Items from a data source:
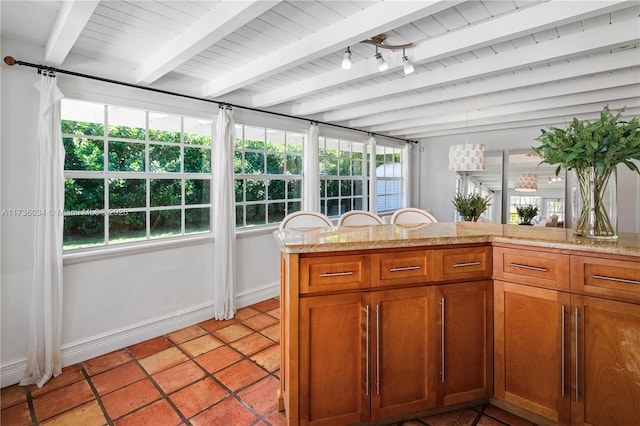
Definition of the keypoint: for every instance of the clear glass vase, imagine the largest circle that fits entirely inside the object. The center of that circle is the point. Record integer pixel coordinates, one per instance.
(595, 213)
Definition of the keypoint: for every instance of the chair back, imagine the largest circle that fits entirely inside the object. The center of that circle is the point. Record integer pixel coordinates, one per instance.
(411, 215)
(305, 219)
(359, 218)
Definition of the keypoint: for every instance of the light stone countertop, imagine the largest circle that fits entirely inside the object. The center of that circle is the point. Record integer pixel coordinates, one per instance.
(311, 240)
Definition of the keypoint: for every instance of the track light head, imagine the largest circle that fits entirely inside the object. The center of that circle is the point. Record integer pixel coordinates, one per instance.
(346, 59)
(408, 67)
(382, 64)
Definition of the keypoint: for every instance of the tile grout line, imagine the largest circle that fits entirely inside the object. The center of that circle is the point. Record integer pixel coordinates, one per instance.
(85, 373)
(163, 395)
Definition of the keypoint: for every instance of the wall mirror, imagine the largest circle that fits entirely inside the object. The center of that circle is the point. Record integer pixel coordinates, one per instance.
(485, 182)
(532, 183)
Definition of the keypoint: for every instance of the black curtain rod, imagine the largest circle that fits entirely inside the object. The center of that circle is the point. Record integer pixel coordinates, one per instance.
(9, 60)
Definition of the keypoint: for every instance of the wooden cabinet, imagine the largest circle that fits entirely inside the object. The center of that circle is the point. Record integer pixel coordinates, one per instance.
(365, 335)
(532, 349)
(333, 362)
(465, 342)
(366, 355)
(570, 354)
(403, 352)
(606, 362)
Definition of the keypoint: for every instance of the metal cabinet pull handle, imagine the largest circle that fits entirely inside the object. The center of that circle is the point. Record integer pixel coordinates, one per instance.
(366, 381)
(404, 268)
(378, 349)
(336, 274)
(461, 265)
(577, 359)
(533, 268)
(618, 280)
(562, 337)
(442, 313)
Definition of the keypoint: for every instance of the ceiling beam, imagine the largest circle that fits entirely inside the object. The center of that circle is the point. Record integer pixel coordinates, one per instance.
(219, 22)
(544, 119)
(530, 99)
(597, 39)
(590, 101)
(71, 20)
(396, 108)
(376, 19)
(536, 18)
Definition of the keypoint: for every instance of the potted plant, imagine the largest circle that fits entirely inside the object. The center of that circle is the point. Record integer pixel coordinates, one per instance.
(593, 150)
(471, 207)
(526, 214)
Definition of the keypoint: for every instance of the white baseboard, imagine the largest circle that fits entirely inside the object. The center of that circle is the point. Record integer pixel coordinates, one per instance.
(82, 350)
(257, 295)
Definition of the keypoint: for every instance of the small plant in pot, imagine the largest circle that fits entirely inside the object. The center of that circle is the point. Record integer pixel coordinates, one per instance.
(527, 213)
(471, 207)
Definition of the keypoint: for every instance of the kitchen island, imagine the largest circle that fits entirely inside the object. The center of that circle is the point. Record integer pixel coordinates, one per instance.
(381, 323)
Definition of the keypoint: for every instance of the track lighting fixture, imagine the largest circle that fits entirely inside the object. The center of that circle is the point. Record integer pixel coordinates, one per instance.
(346, 59)
(378, 42)
(382, 64)
(408, 67)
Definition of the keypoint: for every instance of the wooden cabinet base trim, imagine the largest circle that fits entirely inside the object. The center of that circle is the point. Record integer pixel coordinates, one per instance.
(521, 412)
(425, 413)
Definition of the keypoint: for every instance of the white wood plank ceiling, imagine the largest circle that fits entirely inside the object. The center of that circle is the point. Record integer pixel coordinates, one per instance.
(481, 66)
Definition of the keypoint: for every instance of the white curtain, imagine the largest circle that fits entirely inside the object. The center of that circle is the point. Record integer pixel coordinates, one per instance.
(373, 195)
(45, 315)
(311, 167)
(224, 218)
(407, 167)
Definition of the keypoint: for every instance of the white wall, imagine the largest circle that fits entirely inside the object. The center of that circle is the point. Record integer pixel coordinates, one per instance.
(122, 298)
(437, 183)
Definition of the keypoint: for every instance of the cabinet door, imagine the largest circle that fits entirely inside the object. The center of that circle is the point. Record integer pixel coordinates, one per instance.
(531, 338)
(466, 342)
(403, 368)
(608, 362)
(333, 359)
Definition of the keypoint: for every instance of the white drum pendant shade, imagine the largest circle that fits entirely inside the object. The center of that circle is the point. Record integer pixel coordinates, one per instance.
(466, 157)
(526, 182)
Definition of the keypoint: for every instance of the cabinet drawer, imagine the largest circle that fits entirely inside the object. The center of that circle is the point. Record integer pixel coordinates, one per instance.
(606, 277)
(334, 273)
(402, 267)
(463, 263)
(539, 268)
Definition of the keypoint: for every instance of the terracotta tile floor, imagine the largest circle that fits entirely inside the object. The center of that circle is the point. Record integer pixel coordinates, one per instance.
(212, 373)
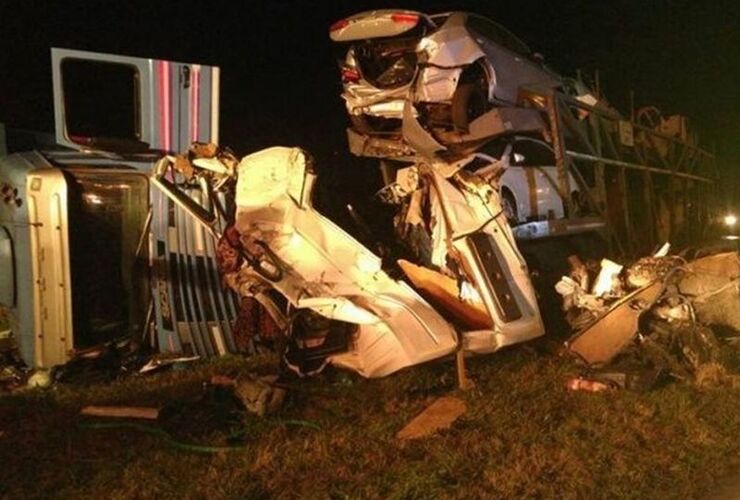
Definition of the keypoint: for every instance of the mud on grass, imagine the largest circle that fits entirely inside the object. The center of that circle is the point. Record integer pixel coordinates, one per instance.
(524, 435)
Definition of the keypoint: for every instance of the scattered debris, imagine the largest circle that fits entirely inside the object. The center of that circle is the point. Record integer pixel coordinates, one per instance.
(441, 414)
(260, 396)
(143, 412)
(582, 384)
(40, 379)
(669, 314)
(158, 362)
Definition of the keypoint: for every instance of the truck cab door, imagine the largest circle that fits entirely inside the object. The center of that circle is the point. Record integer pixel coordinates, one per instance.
(127, 105)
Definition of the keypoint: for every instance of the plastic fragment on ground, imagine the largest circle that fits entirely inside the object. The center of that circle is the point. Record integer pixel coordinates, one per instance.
(441, 414)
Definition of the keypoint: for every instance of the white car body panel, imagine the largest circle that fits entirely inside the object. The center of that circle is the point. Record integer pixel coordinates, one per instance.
(396, 327)
(528, 183)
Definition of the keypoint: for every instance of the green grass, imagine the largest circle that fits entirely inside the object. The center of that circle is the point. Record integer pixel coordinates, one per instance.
(523, 435)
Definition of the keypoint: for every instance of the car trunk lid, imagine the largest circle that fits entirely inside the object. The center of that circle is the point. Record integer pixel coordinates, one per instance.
(375, 24)
(383, 44)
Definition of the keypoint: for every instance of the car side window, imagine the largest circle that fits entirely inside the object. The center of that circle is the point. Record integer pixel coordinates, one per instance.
(534, 153)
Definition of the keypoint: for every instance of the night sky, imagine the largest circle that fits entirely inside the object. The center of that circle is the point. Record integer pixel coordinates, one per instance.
(280, 82)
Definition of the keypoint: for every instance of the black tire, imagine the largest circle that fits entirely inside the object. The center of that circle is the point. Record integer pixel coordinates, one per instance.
(469, 101)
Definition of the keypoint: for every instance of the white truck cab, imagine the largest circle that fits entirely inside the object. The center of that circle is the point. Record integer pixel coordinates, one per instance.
(89, 252)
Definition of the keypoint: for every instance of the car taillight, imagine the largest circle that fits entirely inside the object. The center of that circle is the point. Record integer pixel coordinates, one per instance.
(350, 75)
(338, 25)
(402, 18)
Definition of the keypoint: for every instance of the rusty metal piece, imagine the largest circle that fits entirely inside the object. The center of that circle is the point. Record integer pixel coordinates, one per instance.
(443, 292)
(609, 334)
(203, 149)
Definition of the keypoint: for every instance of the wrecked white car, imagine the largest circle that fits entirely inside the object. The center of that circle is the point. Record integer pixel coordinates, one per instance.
(442, 71)
(468, 285)
(529, 183)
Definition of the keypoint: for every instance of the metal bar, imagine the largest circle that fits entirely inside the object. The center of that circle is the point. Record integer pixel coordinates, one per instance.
(558, 146)
(611, 115)
(622, 183)
(635, 166)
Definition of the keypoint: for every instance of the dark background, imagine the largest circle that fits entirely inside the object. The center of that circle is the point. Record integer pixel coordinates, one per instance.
(280, 82)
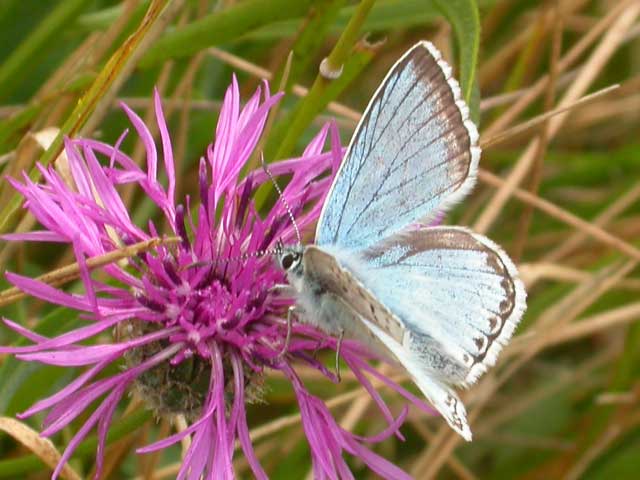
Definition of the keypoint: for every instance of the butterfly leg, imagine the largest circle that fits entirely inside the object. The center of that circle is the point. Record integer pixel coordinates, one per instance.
(338, 346)
(287, 340)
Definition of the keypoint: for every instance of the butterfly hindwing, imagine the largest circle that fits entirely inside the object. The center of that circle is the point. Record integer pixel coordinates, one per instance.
(451, 284)
(420, 355)
(414, 153)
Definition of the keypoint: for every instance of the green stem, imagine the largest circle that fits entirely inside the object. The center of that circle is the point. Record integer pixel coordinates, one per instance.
(345, 43)
(118, 64)
(14, 68)
(317, 99)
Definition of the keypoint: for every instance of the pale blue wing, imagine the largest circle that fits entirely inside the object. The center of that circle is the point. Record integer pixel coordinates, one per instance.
(413, 154)
(449, 287)
(425, 359)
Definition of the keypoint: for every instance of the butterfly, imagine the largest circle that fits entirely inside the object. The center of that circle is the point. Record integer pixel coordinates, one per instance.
(440, 300)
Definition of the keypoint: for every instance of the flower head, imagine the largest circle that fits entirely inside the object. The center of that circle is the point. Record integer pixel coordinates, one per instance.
(196, 313)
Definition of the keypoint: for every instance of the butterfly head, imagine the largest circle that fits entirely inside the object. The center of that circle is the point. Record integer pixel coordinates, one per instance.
(290, 260)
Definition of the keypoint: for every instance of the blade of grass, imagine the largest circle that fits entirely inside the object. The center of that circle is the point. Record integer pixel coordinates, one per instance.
(222, 26)
(113, 73)
(14, 68)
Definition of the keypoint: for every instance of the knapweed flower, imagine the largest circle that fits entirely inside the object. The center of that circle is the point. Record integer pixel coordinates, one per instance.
(197, 321)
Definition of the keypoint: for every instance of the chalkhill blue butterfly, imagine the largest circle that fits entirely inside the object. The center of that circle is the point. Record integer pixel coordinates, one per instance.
(440, 300)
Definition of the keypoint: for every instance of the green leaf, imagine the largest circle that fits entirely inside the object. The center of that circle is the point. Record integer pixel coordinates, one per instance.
(464, 17)
(23, 57)
(15, 375)
(222, 26)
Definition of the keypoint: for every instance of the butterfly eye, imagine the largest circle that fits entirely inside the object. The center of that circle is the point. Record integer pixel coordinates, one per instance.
(288, 260)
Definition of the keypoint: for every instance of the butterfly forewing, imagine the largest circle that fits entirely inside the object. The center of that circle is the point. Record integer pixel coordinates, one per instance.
(413, 154)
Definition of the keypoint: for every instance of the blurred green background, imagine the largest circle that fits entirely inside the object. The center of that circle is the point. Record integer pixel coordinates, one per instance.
(559, 192)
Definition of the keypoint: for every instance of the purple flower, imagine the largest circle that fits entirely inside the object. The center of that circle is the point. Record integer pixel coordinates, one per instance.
(196, 317)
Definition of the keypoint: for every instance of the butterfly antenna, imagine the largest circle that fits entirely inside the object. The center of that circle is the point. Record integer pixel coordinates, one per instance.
(281, 197)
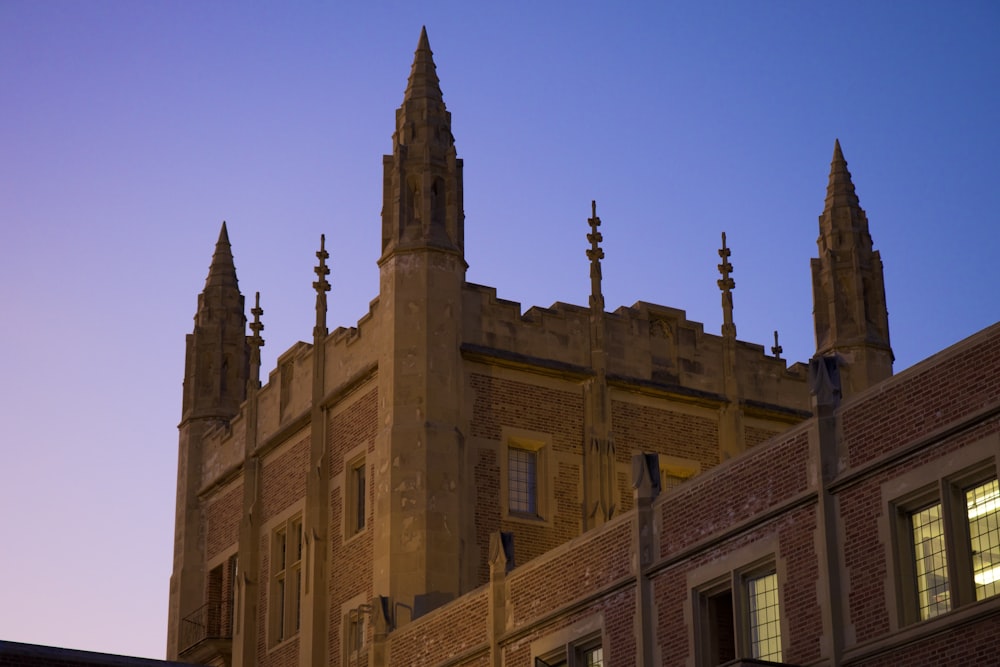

• _ACTIVITY_
Nothing but the lines from the line containing "butterfly antenna, imagine" through the last line of the records above is to be extracted, exactly and with no pictures.

• _FINISHED EXERCISE_
Definition of the keypoint: for every instance of the butterfly antenna, imagine the largest circle that fits entirely inside the object. The center of that circle is the point. Record integer pixel coordinates, one per instance.
(281, 197)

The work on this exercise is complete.